begin
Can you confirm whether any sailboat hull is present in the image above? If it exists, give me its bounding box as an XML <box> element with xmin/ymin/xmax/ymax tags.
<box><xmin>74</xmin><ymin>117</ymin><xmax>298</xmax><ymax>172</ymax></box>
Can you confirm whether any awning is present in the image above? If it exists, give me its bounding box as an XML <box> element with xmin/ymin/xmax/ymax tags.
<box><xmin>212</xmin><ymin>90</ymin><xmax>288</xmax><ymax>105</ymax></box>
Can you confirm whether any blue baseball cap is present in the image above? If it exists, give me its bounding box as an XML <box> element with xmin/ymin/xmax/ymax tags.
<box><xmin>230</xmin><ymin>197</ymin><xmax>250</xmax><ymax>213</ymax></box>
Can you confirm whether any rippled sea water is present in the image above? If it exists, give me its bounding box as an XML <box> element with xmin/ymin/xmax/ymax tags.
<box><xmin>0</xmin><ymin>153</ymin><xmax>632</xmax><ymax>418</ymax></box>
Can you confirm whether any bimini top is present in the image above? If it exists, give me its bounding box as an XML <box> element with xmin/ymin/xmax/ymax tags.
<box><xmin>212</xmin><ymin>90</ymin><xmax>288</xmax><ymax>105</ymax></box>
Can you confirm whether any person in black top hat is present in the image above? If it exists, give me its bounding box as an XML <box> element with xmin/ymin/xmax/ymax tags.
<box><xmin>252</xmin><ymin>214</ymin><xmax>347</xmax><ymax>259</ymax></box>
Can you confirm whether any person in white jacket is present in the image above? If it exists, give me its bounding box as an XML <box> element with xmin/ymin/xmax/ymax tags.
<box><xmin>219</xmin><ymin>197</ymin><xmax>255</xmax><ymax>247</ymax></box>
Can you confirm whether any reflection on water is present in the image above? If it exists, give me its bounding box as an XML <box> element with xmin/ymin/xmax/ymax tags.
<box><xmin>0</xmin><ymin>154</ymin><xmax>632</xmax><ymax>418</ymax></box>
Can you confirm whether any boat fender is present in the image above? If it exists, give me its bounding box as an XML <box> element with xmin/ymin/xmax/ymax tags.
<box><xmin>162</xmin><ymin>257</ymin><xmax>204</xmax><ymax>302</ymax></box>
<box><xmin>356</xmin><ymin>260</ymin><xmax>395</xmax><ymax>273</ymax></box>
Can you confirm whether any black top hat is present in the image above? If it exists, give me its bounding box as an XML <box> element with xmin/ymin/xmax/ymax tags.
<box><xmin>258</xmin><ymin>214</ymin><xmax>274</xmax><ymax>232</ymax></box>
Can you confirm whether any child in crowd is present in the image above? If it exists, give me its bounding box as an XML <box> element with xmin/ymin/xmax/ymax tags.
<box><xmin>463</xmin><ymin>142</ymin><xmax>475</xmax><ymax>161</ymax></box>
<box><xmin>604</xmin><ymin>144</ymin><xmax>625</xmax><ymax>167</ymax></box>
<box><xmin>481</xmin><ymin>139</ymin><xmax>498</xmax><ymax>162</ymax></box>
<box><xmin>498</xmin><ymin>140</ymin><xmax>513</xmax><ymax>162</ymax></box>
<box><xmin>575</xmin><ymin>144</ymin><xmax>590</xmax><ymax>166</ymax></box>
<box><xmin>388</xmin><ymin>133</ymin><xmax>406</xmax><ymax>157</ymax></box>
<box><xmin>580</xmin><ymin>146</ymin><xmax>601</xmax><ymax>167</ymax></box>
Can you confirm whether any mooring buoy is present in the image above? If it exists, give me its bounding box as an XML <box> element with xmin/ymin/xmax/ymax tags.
end
REQUEST:
Report every line in the listing above that contains the string "black", treating uppercase and lowercase as distinct.

TASK OUTPUT:
Can you confirm whether any person in black top hat is present in the image above? If it exists, give me its bounding box as an XML <box> element with xmin/ymin/xmax/ymax tags.
Can you confirm whether any black top hat is present in the image above? If it exists, give me its bounding box as an XML <box> element with xmin/ymin/xmax/ymax tags.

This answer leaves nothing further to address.